**Activity:** Your task is to retype each line of the data below exactly.

+++

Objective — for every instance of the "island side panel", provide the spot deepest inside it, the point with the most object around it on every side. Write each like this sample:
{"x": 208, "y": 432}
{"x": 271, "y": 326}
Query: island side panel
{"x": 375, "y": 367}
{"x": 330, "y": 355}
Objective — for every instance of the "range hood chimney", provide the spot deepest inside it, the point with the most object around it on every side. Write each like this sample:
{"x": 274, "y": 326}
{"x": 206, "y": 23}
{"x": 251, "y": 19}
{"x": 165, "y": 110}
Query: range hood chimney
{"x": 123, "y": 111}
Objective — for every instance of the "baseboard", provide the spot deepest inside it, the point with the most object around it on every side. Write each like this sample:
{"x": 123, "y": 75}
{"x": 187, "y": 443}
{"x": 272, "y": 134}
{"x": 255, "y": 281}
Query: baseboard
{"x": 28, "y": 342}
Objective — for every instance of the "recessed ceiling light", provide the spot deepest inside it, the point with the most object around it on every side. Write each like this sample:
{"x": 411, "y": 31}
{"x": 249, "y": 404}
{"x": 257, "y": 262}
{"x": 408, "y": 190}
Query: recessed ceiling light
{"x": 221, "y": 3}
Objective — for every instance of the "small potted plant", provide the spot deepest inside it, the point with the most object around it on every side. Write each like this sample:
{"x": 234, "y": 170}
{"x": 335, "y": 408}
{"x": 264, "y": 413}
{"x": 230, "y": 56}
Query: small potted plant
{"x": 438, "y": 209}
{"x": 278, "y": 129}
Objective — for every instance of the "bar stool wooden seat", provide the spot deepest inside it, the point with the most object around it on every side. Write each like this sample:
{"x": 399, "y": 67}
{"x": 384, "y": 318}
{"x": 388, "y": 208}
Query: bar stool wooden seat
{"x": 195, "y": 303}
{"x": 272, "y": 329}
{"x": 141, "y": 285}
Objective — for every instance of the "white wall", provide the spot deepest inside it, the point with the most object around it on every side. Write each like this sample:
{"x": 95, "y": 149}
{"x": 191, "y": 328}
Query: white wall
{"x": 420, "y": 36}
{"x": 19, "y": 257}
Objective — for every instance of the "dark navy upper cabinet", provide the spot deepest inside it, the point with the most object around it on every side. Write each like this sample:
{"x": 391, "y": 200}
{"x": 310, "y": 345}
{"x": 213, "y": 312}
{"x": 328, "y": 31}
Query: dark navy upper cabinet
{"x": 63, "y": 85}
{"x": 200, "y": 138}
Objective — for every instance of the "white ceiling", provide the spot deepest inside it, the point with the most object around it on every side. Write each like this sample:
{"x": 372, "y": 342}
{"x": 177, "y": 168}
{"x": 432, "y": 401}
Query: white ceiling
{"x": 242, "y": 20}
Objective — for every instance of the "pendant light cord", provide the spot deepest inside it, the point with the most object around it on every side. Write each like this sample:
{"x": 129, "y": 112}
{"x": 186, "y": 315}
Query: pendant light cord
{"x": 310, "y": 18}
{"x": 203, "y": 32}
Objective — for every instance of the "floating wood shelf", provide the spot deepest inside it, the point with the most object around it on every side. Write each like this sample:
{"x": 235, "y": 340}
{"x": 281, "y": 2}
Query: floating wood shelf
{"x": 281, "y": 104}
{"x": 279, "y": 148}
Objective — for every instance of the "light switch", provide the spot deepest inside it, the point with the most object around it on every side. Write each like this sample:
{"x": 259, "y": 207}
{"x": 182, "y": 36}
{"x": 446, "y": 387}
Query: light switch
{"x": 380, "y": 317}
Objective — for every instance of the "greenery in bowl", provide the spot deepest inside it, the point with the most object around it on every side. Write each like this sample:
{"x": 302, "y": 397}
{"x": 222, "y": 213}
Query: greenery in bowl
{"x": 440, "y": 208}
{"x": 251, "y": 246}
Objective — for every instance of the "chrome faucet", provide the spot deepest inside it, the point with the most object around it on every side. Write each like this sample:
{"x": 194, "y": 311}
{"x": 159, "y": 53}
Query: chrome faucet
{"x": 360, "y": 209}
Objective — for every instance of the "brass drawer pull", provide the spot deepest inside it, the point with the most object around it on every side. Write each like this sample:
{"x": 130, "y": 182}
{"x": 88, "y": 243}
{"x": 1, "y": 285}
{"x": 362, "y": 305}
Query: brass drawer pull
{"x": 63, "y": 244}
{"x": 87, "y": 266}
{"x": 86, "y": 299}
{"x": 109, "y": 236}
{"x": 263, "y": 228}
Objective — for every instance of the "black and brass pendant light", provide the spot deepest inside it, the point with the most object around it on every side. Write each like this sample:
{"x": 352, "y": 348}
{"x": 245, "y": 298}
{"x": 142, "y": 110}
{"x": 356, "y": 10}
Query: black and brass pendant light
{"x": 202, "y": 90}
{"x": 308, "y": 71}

+++

**Output of the task:**
Objective — for every instance of the "island side panel", provide the spot deepest inside it, the point with the most object around it on every side. Write each like this sample:
{"x": 208, "y": 432}
{"x": 271, "y": 326}
Query: island side panel
{"x": 375, "y": 367}
{"x": 330, "y": 355}
Objective — for every instance of the "range hood chimney", provide the spot deepest inside it, the point with the most object around it on every side. Write each like this sample:
{"x": 274, "y": 326}
{"x": 206, "y": 23}
{"x": 251, "y": 19}
{"x": 165, "y": 110}
Query: range hood chimney
{"x": 123, "y": 111}
Objective — for every instance of the "baseboard", provide the spot deepest inside it, the point with the most object around it on every side. Write each like this sample:
{"x": 123, "y": 75}
{"x": 187, "y": 443}
{"x": 272, "y": 134}
{"x": 255, "y": 281}
Query: baseboard
{"x": 28, "y": 342}
Objective — for every instance of the "recessed ceiling light", provide the spot deepest inside it, the point with the most object around it on every side. Write each like this sample:
{"x": 411, "y": 31}
{"x": 249, "y": 404}
{"x": 257, "y": 262}
{"x": 408, "y": 190}
Query: recessed ceiling light
{"x": 221, "y": 3}
Objective — for every instance of the "small potted plant", provide the spot deepest inside it, the point with the most object around it on every side. Write each like this sample:
{"x": 234, "y": 170}
{"x": 335, "y": 408}
{"x": 264, "y": 413}
{"x": 230, "y": 56}
Query: small potted plant
{"x": 438, "y": 209}
{"x": 278, "y": 129}
Objective — for every instance of the "bar stool wooden seat", provide the spot deepest inside it, the point with the most object around it on every side. Write each like this sample:
{"x": 399, "y": 67}
{"x": 384, "y": 318}
{"x": 388, "y": 208}
Query: bar stool wooden seat
{"x": 195, "y": 303}
{"x": 272, "y": 329}
{"x": 141, "y": 285}
Objective — for every instance of the "white wall", provide the spot deepest inside it, the point with the most object around it on every side. Write each like this sample:
{"x": 95, "y": 149}
{"x": 191, "y": 328}
Query: white wall
{"x": 420, "y": 36}
{"x": 19, "y": 257}
Objective — for every instance of the "dark navy upper cabinet", provide the spot deepest inside it, the point with the most object around it on every side. Write each like this sample:
{"x": 391, "y": 200}
{"x": 310, "y": 345}
{"x": 213, "y": 312}
{"x": 328, "y": 31}
Query: dark navy upper cabinet
{"x": 63, "y": 85}
{"x": 200, "y": 138}
Objective — for every instance of the "white ceiling", provide the spot deepest inside it, the point with the most object around it on every side. Write each like this sample:
{"x": 372, "y": 342}
{"x": 177, "y": 168}
{"x": 432, "y": 401}
Query: white ceiling
{"x": 242, "y": 20}
Objective — for every instance of the "pendant light cord", provide the spot deepest inside it, the point with the most object around it on every side. Write each like this sample:
{"x": 129, "y": 112}
{"x": 186, "y": 315}
Query: pendant light cord
{"x": 310, "y": 18}
{"x": 203, "y": 32}
Objective — for every instance of the "floating wood shelf", provide the spot deepest inside it, the point with the most object around it on every side. Write each like this sample:
{"x": 235, "y": 340}
{"x": 281, "y": 2}
Query: floating wood shelf
{"x": 281, "y": 104}
{"x": 279, "y": 148}
Objective — for every instance of the "light switch", provide the spot deepest inside it, the point with the most object around it on every side. Write each like this sample:
{"x": 259, "y": 207}
{"x": 182, "y": 36}
{"x": 446, "y": 387}
Query: light switch
{"x": 380, "y": 317}
Objective — for every instance of the "greenery in bowl", provide the spot deepest inside it, the point with the most object around it on every side. Write each like this sample:
{"x": 302, "y": 397}
{"x": 222, "y": 213}
Query: greenery in bowl
{"x": 440, "y": 208}
{"x": 251, "y": 246}
Objective — for every instance of the "chrome faucet", provide the spot deepest inside it, the point with the most object around it on every side. Write each like this sample:
{"x": 194, "y": 311}
{"x": 159, "y": 53}
Query: chrome faucet
{"x": 360, "y": 209}
Objective — for every instance of the "brass drawer pull", provide the spot deepest inside it, the point with the most object around it on every side. Write each like this sample:
{"x": 130, "y": 182}
{"x": 88, "y": 243}
{"x": 1, "y": 285}
{"x": 362, "y": 305}
Query: brass drawer pull
{"x": 63, "y": 244}
{"x": 87, "y": 266}
{"x": 86, "y": 299}
{"x": 109, "y": 236}
{"x": 263, "y": 228}
Objective — for every instance of the "black and brass pendant light", provide the spot deepest inside it, the point with the most object around it on every side. Write each like this sample:
{"x": 352, "y": 348}
{"x": 245, "y": 298}
{"x": 142, "y": 110}
{"x": 356, "y": 10}
Query: black and brass pendant light
{"x": 202, "y": 90}
{"x": 308, "y": 71}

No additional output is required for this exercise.